Fig. 5: AIMS subtype evolution of sequenced samples.
figure 5

a Pie charts comparing breast cancer subtypes across tissue timepoints as predicted by Absolute Assignment of Breast Cancer Intrinsic Molecular Subtype (AIMS). b Sankey plot comparing breast cancer subtypes across tissue timepoints as predicted by AIMS. c Heatmap showing activation/suppression of genes in the PAM50 gene set. The AIMS predicted subtypes showed strong association with the gene expression programs of patients using this biomarker.

In the analysis of the relationship of the subtypes with PFS, pretreatment samples were initially employed. In this setting, the AIMS subtypes were associated with PFS (Fig. 6a). Separating historically poor prognostic subtypes (luminal B, basal, and HER2) from better prognostic subtypes (luminal A and normal) illustrated association with PFS in the full cohort (Fig. 6b). This stratification was significant in subgroups of patients treated with AI, but not FUL although this could be due to the relatively small number of cases in the FUL sub-group (Fig. 6c, d). Similarly, the stratification of luminal A vs luminal B was significant only in the AI treated group (Fig. 6e, f). When applied to the remote recurrence/primary tumor samples, the AIMS subtypes only trended toward significance supporting the potential importance of evaluating the pretreatment metastatic samples (Supplementary Fig. 6). Interestingly, in evaluating the duration of OS, subtypes were only modestly associated with survival, albeit the non-luminal subtypes invariably associated with poorer outcome (Supplementary Fig. 6).

* * * * * * * * *

▸ **Required work**: Please name the breast cancer subtypes that the page excerpt groups as historically poor prognostic.

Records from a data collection
* * * * * * * * *

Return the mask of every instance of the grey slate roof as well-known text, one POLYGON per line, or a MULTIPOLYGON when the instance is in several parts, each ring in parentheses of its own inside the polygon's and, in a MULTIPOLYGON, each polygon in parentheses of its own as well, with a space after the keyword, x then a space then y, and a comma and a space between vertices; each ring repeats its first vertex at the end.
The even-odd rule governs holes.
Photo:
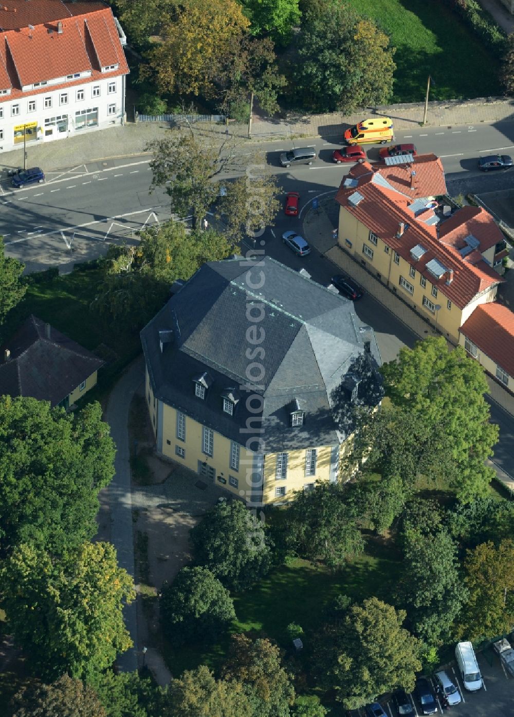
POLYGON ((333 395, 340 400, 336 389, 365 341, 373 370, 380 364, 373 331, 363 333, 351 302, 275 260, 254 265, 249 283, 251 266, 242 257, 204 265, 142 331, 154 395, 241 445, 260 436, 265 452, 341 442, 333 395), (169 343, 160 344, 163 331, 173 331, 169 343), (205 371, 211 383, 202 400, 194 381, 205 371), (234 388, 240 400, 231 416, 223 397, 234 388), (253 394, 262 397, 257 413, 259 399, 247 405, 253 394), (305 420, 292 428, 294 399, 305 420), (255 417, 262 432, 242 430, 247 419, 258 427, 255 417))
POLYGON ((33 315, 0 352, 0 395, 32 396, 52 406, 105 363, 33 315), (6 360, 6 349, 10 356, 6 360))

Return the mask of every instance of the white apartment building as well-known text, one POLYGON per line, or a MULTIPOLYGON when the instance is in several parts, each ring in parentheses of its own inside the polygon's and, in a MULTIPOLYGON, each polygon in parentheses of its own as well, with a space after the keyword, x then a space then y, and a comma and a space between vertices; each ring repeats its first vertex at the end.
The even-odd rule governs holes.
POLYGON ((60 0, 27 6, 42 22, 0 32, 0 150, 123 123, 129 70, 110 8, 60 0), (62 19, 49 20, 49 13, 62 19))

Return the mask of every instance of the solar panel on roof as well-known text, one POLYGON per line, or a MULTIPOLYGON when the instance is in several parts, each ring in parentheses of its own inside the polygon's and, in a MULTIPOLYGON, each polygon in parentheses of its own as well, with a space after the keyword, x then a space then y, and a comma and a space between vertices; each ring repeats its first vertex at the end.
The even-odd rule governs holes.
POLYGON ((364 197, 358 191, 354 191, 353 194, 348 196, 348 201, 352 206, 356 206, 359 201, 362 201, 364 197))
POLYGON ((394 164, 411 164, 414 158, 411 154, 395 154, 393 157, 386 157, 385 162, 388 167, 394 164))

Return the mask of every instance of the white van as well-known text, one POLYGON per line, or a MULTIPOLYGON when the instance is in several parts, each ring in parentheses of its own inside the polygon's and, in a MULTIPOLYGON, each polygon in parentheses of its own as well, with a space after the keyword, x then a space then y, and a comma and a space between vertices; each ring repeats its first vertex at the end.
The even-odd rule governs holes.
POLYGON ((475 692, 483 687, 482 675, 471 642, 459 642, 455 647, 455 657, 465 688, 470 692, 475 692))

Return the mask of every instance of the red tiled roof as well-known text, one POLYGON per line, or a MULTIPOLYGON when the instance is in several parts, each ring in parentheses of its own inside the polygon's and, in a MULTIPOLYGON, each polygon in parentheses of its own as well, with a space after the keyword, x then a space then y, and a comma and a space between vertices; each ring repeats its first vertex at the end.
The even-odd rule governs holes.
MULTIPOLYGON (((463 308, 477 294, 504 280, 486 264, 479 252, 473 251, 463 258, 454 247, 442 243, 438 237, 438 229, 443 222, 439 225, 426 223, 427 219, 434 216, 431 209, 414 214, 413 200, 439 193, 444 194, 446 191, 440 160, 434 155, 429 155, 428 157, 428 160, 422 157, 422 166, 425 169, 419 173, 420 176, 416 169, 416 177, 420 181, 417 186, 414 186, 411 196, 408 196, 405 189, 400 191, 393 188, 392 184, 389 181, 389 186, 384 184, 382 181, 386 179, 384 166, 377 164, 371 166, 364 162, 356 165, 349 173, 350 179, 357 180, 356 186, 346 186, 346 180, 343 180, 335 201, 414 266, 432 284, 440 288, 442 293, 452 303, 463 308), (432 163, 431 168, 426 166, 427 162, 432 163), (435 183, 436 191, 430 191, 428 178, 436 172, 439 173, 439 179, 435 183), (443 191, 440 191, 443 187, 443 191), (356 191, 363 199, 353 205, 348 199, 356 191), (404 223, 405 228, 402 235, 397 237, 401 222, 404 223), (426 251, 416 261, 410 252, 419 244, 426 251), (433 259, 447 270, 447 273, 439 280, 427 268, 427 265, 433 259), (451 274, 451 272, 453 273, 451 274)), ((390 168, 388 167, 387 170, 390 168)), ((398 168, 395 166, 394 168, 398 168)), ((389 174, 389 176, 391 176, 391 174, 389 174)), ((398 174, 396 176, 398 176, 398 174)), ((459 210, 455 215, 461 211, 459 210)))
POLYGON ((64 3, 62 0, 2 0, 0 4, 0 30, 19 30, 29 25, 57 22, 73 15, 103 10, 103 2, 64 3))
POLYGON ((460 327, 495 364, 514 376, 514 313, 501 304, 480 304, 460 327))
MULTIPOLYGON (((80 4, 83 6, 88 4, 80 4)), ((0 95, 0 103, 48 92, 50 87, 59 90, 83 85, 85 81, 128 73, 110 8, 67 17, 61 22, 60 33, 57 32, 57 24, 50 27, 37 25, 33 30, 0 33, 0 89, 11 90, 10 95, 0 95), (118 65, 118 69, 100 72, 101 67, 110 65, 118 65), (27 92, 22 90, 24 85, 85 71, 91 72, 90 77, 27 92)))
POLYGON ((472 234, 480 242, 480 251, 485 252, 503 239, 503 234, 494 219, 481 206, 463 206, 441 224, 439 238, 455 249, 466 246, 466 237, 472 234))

* * * * * * * * *

▸ **Response below**: Luminal B, basal, and HER2.